*Request*
Which lines below contain the word "tall"? Gather each of them, and treat uppercase and lowercase letters as different.

*Extracted entries*
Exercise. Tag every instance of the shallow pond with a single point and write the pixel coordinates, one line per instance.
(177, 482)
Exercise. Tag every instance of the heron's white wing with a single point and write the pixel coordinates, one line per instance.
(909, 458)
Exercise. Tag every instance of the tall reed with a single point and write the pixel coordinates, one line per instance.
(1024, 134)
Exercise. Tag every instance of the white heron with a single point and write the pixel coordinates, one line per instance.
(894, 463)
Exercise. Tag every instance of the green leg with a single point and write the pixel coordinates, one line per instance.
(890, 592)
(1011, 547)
* * *
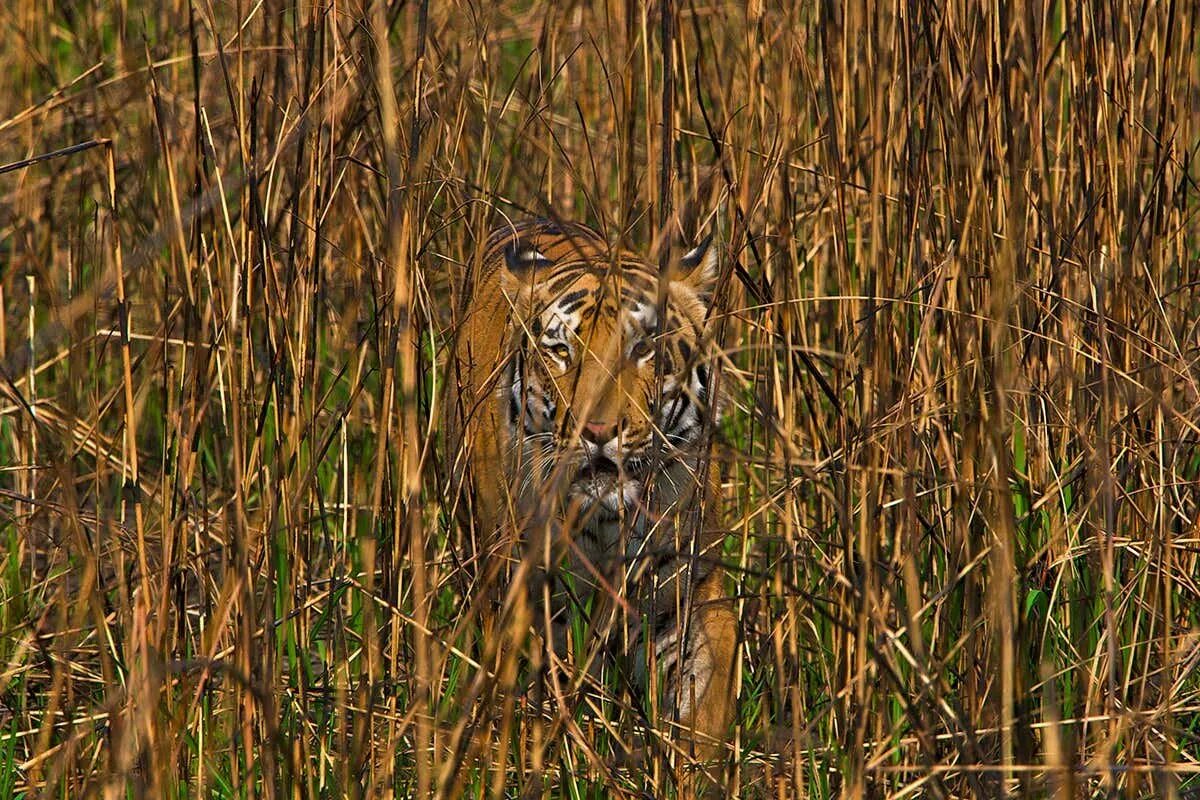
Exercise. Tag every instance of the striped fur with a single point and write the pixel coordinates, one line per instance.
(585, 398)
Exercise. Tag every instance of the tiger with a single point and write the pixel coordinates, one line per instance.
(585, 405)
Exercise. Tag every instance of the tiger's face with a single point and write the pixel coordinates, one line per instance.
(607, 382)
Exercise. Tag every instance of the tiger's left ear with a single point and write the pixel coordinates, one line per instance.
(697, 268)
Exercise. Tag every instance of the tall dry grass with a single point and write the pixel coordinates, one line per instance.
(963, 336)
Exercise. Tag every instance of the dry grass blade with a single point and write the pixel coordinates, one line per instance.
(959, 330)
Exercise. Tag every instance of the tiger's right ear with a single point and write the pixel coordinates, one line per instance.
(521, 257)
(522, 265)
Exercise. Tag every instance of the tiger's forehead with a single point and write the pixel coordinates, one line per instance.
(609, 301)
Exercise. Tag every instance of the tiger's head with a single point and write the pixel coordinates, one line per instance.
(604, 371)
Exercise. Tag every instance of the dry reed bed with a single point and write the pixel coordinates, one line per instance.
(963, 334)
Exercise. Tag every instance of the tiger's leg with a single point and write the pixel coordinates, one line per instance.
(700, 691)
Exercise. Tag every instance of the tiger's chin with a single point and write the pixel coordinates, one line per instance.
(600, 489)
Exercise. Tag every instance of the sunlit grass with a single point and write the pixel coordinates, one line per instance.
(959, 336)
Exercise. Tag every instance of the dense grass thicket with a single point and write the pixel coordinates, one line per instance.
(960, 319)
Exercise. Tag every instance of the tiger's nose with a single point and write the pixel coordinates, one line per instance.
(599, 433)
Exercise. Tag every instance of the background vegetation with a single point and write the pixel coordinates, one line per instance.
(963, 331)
* * *
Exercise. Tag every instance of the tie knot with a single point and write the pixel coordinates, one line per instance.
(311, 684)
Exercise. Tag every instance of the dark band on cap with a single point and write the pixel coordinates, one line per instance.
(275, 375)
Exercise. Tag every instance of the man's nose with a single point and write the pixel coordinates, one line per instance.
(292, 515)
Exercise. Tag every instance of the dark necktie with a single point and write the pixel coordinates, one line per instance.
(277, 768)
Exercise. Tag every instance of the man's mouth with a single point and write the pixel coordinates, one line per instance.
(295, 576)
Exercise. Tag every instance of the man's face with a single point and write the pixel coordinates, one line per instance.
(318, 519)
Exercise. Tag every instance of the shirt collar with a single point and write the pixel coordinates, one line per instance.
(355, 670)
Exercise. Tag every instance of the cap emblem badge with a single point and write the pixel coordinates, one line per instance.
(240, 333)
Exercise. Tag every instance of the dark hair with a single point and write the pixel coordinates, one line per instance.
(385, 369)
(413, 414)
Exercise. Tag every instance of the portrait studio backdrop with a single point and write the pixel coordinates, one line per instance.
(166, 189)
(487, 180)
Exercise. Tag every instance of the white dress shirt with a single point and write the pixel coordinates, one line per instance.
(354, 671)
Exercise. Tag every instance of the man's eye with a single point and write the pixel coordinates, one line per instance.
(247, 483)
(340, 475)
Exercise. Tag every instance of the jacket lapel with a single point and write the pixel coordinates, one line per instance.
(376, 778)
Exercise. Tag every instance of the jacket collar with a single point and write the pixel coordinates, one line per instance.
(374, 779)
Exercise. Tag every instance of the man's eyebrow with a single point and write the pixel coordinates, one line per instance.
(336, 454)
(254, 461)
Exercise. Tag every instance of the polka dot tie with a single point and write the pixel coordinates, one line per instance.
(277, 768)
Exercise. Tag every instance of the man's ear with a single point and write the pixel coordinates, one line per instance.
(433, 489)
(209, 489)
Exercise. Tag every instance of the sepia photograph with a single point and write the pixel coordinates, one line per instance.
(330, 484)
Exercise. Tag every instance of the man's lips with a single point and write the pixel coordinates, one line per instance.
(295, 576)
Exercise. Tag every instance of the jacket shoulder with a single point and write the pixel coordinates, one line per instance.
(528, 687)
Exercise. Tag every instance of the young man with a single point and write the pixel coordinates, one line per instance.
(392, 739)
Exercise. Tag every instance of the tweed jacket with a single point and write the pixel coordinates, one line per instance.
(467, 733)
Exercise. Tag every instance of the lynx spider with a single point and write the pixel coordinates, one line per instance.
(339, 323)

*Complete response*
Exercise. Tag every instance of the tall reed with a single point and write the pixel coordinates, one line per instance.
Exercise. Tag every instance of the tall dry grass with a single point and write the pixel coordinates, one line per instance.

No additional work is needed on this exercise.